**Text excerpt**
------------------------

The goal then is to find the coefficients $\Lambda_1, \Lambda_2, \mathellipsis \Lambda_v$ .

We know that $X_j^{-1}$ is a zero of $\Lambda(x)$ . So we plug in $X_j^{-1}$ and get this function.

1 + \Lambda_1X_j^{-1} + \mathellipsis + \Lambda_{v-1}X_j^{-v+1} + \Lambda_vX_j^{-v} = 0

multiply both sides by $Y_jX_j^{i+v}$

Y_jX_j^{i+v} + \Lambda_1Y_jX_j^{i+v-1} + \mathellipsis + \Lambda_{v-1}Y_jX_j^{i+1} + \Lambda_vY_jX_j^i = 0

Then we multiply both sides by $Y_j X_j^{i+v}$ . We can also find the summation of this function for all $j$ 's, which will still be zero.

The point of doing this is, we can substitute the syndromes into the equation, which we already know.

\def\foo{\displaystyle\sum_{j=1}^v} \foo Y_j X_j^{i+v} + \Lambda_1 \foo Y_j X_j^{i+v-1} + \mathellipsis + \Lambda_{v-1} \foo Y_j X_j^{i+1} + \Lambda_v \foo Y_j X_j^i = 0\\ S_k = \foo Y_j X_j^k\\ S_{i+v} + \Lambda_1 S_{i+v-1} + \mathellipsis + \Lambda_{v-1} S_{i+1} + \Lambda_v S_i = 0

Now we can convert this whole thing into matrix representation.

------------------------

[Stored items]

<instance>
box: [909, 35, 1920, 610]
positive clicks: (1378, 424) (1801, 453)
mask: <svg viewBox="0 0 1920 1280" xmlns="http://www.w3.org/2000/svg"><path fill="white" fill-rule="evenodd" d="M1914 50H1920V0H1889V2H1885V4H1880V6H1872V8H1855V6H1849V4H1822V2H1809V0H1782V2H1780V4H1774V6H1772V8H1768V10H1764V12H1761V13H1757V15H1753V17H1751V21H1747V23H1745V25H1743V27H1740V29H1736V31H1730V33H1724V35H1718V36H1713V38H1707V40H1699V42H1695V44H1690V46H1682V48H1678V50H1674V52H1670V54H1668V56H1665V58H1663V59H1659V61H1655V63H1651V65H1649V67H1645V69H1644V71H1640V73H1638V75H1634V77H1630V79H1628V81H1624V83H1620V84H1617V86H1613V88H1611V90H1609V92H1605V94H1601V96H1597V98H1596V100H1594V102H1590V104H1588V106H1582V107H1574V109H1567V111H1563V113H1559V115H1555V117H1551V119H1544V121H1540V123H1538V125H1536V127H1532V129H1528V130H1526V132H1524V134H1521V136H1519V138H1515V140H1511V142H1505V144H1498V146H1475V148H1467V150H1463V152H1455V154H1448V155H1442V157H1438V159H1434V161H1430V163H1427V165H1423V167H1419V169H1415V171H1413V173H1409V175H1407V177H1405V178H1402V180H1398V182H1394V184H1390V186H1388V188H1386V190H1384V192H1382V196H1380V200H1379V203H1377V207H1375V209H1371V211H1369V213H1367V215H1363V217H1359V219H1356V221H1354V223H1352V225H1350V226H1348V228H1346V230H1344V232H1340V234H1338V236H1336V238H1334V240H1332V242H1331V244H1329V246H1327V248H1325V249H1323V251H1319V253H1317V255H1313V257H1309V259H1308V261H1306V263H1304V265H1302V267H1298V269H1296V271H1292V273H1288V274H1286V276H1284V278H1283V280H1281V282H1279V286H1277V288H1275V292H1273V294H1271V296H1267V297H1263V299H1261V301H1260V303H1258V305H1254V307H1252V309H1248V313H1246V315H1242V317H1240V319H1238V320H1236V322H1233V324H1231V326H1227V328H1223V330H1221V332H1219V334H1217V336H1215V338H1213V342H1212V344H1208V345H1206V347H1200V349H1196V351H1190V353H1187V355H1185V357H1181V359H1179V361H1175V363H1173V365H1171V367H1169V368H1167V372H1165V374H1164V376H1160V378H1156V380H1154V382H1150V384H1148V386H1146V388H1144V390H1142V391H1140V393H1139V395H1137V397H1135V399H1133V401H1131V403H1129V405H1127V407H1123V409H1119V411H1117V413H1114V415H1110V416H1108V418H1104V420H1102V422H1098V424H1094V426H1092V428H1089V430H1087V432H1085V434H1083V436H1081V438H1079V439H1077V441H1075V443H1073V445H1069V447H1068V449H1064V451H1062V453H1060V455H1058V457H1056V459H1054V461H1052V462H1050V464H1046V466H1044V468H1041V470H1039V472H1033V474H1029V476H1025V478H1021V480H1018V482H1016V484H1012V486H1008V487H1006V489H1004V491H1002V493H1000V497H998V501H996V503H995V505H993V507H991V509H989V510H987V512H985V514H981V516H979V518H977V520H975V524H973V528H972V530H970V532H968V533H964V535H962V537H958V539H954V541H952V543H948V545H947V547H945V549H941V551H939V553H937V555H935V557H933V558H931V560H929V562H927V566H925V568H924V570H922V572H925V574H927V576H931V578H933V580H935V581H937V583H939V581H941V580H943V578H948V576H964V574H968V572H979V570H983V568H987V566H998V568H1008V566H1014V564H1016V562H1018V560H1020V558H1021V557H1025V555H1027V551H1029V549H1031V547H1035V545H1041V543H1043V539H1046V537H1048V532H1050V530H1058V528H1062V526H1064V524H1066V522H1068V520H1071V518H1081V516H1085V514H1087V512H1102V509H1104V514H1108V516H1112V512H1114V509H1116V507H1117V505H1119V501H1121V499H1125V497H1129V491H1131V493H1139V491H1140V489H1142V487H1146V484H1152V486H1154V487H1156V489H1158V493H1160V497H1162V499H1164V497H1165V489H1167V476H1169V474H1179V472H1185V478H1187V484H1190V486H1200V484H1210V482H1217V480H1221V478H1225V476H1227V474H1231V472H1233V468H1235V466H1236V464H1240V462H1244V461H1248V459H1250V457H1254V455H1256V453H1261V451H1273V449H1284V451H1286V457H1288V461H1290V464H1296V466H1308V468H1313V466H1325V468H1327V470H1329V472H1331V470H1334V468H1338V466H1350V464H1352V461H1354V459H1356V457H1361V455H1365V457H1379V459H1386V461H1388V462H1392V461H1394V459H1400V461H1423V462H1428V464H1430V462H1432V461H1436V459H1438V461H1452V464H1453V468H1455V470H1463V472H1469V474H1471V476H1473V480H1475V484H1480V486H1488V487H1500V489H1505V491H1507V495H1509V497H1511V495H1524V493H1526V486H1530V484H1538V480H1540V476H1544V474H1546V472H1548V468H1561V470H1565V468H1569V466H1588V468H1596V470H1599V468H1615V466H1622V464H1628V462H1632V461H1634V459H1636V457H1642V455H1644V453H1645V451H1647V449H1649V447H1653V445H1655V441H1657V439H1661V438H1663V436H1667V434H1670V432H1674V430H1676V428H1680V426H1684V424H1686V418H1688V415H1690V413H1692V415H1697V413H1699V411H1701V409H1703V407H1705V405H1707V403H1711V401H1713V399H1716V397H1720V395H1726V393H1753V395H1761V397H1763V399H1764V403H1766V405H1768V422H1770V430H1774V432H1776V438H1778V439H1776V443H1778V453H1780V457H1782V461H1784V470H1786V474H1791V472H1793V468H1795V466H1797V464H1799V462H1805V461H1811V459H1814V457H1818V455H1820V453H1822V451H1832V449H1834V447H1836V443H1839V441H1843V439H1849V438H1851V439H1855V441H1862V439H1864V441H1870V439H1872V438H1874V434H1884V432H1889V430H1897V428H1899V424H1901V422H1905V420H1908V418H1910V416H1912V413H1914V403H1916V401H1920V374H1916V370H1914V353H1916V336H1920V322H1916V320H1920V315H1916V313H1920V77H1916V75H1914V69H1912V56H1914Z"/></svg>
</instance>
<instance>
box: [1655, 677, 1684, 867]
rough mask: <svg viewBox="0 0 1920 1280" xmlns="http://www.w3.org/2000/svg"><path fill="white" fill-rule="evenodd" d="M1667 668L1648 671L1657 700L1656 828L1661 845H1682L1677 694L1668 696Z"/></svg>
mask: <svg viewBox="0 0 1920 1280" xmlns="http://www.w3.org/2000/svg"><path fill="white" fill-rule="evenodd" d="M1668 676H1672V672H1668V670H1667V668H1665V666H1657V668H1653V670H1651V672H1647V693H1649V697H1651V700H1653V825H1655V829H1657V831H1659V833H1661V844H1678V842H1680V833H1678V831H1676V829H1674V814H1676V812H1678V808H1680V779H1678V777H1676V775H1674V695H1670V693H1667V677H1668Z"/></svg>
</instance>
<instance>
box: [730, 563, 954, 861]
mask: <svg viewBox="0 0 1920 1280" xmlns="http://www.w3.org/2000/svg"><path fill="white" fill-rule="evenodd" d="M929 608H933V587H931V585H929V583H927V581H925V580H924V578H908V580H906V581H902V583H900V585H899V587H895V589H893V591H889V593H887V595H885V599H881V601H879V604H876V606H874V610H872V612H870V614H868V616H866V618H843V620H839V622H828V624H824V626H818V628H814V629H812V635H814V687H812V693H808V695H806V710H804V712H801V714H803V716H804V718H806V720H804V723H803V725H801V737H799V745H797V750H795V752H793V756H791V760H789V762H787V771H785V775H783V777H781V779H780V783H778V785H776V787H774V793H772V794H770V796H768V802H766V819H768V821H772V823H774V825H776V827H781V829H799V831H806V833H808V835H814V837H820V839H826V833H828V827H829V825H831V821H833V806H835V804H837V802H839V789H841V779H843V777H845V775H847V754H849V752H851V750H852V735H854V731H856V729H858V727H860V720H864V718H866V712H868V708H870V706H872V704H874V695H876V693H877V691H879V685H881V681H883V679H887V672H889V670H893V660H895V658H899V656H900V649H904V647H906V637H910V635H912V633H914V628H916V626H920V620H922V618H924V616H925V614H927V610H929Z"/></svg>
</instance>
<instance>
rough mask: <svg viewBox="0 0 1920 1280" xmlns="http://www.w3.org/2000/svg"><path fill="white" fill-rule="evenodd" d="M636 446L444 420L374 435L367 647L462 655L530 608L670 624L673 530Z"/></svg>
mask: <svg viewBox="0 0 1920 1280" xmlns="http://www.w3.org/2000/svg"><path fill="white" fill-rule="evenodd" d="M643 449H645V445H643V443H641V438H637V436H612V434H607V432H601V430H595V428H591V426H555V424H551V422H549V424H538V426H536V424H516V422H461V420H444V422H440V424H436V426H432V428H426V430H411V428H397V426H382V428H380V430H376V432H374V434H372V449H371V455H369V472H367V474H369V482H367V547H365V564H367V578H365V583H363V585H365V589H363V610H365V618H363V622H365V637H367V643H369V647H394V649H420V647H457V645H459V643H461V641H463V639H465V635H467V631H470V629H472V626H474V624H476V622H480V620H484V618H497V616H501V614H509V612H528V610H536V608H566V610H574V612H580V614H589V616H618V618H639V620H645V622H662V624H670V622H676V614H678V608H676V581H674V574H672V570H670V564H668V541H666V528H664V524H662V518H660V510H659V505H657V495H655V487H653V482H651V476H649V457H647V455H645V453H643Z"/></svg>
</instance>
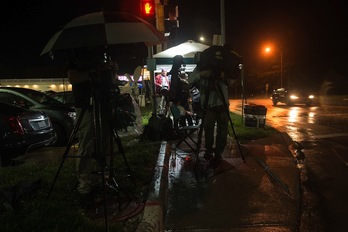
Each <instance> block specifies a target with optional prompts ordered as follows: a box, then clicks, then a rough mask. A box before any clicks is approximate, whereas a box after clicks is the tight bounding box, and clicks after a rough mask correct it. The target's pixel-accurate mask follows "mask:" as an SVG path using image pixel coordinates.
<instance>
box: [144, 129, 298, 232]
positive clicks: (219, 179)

------------------------

**Your tasks**
a. From the text excerpt, extract the passage starting at "The goal then" and ending at "we already know.".
b. According to the text excerpt, what representation can the whole thing be converted into at the end?

**Task-by-task solutions**
a.
The goal then is to find the coefficients $\Lambda_1, \Lambda_2, \mathellipsis \Lambda_v$ .

We know that $X_j^{-1}$ is a zero of $\Lambda(x)$ . So we plug in $X_j^{-1}$ and get this function.

1 + \Lambda_1X_j^{-1} + \mathellipsis + \Lambda_{v-1}X_j^{-v+1} + \Lambda_vX_j^{-v} = 0

multiply both sides by $Y_jX_j^{i+v}$

Y_jX_j^{i+v} + \Lambda_1Y_jX_j^{i+v-1} + \mathellipsis + \Lambda_{v-1}Y_jX_j^{i+1} + \Lambda_vY_jX_j^i = 0

Then we multiply both sides by $Y_j X_j^{i+v}$ . We can also find the summation of this function for all $j$ 's, which will still be zero.

The point of doing this is, we can substitute the syndromes into the equation, which we already know.

b. It can be converted into matrix representation.